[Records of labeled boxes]

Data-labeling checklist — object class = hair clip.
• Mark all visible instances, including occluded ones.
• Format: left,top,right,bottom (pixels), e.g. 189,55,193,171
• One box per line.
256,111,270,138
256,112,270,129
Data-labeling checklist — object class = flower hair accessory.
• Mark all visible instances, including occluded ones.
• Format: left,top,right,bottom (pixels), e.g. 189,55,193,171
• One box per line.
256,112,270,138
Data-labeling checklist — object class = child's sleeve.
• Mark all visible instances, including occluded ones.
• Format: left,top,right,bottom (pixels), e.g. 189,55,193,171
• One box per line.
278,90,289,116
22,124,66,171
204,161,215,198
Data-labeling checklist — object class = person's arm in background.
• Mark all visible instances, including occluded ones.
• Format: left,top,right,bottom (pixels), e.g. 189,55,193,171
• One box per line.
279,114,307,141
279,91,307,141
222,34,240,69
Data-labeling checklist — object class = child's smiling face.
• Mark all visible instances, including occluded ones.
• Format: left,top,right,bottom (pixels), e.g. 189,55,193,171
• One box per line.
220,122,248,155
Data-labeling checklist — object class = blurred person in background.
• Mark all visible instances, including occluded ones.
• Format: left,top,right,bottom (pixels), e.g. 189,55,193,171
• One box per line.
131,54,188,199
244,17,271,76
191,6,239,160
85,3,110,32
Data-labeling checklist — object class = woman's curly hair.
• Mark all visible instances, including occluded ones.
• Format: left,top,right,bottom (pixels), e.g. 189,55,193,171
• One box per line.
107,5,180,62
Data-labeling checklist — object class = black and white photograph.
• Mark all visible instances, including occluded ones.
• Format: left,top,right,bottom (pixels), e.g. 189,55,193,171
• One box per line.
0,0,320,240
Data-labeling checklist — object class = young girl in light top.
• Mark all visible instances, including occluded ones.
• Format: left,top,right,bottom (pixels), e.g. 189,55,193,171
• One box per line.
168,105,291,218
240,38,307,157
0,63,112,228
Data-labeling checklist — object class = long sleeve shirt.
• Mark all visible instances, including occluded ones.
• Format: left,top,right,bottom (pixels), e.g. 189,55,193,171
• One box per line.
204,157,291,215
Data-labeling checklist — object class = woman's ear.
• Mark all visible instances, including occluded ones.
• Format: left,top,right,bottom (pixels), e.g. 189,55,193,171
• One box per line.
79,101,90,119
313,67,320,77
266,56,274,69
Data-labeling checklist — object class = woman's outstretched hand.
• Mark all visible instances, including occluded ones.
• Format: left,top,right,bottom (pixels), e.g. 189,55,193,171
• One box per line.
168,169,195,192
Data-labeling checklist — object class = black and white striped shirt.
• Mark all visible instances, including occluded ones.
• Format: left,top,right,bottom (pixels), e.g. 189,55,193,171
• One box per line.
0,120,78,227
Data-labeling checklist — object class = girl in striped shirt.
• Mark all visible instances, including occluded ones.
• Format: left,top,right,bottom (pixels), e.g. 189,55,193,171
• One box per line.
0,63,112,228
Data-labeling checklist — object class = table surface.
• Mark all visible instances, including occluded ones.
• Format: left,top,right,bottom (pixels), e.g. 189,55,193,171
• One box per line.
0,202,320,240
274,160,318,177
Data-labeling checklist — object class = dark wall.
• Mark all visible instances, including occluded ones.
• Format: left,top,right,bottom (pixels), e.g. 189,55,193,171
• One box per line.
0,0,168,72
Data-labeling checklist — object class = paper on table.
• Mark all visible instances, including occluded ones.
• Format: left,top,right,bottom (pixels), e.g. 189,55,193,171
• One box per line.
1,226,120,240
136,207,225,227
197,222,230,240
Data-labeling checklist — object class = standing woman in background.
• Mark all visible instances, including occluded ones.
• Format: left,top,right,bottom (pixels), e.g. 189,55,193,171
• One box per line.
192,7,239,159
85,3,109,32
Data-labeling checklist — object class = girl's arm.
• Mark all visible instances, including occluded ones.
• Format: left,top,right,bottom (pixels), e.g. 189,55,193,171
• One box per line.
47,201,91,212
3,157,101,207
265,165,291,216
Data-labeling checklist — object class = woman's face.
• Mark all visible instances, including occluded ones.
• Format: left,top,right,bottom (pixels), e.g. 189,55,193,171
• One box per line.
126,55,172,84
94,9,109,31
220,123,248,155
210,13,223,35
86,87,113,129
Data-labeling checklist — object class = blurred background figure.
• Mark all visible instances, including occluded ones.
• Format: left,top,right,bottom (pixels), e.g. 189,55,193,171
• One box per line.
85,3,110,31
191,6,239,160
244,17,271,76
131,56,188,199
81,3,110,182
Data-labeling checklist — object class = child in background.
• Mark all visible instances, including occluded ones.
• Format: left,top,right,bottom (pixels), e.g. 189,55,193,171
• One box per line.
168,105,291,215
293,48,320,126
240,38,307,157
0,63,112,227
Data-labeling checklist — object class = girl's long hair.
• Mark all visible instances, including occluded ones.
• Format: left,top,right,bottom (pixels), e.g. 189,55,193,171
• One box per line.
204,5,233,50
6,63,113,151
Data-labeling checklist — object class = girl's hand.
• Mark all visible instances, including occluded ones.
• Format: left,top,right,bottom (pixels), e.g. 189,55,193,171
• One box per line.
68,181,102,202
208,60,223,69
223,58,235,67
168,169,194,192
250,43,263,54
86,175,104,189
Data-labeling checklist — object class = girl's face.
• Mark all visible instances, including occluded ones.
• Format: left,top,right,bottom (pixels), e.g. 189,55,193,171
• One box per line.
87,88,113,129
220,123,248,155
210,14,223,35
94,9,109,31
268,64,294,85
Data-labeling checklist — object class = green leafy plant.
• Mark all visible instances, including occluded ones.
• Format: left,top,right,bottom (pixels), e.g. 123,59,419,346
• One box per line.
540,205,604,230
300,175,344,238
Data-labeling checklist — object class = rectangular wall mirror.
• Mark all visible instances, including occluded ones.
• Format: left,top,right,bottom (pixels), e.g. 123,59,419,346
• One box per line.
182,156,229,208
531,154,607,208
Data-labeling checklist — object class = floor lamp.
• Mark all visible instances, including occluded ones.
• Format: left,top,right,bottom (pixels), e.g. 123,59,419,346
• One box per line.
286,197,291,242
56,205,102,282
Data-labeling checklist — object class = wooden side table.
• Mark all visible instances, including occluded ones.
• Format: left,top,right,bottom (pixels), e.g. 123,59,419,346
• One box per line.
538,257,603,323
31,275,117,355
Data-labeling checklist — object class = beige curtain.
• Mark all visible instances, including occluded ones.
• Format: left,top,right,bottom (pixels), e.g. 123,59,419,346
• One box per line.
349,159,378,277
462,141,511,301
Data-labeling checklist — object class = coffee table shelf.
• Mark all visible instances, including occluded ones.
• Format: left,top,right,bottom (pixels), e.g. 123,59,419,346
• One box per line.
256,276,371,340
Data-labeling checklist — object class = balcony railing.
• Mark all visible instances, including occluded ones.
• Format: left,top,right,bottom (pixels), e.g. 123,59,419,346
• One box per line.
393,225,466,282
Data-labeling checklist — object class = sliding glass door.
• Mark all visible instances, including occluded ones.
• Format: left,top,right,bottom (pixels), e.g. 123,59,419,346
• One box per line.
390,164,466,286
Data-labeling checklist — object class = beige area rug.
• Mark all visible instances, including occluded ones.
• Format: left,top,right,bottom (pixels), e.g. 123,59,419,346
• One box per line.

WHAT YOU WILL DO – Please give the stretch of rows from the line containing "and white photograph." through the line containing "197,222,230,240" as a numbered list, leaving out blank lines.

SOLUTION FOR THIS TASK –
1. Data-labeling checklist — object class = black and white photograph.
2. • Mark all visible instances, including occluded ones.
3. • Format: left,top,right,bottom (pixels), e.g. 189,55,193,171
4. • One box per line.
5. 0,0,320,240
6. Data-labeling checklist — object class = young girl in light top.
7. • Mark all visible instances, including occluded ones.
8. • Format: left,top,right,bottom (pixels), e.g. 189,55,193,171
9. • One box per line.
10. 168,105,291,218
11. 240,38,307,157
12. 0,63,112,228
13. Data-labeling checklist — object class = long sleeve shirt.
14. • Mark all visible instances, including occluded ones.
15. • Format: left,top,right,bottom (pixels), e.g. 189,55,193,171
16. • One box per line.
17. 204,157,291,215
18. Data-labeling checklist — object class = woman's ear.
19. • Mark all visible instances, including occluded ones.
20. • Format: left,top,right,bottom (pixels), e.g. 189,55,193,171
21. • One box per line.
22. 79,101,90,119
23. 313,67,320,77
24. 266,56,274,69
25. Data-labeling checklist — object class = woman's outstretched hand.
26. • Mark all visible instances, including occluded ones.
27. • Format: left,top,right,bottom (pixels), e.g. 189,55,193,171
28. • One box per line.
29. 168,169,195,192
30. Data-labeling checklist — object class = black and white striped shirt.
31. • Mark all visible instances, including occluded ones.
32. • Format: left,top,right,bottom (pixels), e.g. 189,55,193,171
33. • One box per line.
34. 0,120,78,227
35. Data-labeling checklist — object class = girl in striped shirt.
36. • Mark all visible instances, including occluded ones.
37. • Format: left,top,right,bottom (pixels), e.g. 189,55,193,171
38. • One box per line.
39. 0,63,112,228
40. Data-labeling checklist — object class = table surface.
41. • Mark all visible instances, including occluded ones.
42. • Format: left,top,right,bottom (pixels), e.g. 189,55,193,171
43. • One box per line.
44. 0,202,320,240
45. 274,160,318,177
46. Data-labeling checklist — object class = dark wall.
47. • Mark all visible instances, including occluded ones.
48. • Format: left,top,right,bottom (pixels), e.g. 189,55,193,171
49. • One box per line.
50. 0,0,168,72
51. Data-labeling checklist — object class = paper on table.
52. • Mark all visible instances, including occluded ones.
53. • Format: left,top,right,bottom (pixels), e.g. 189,55,193,171
54. • One box per line.
55. 1,226,120,240
56. 136,207,225,227
57. 197,222,230,240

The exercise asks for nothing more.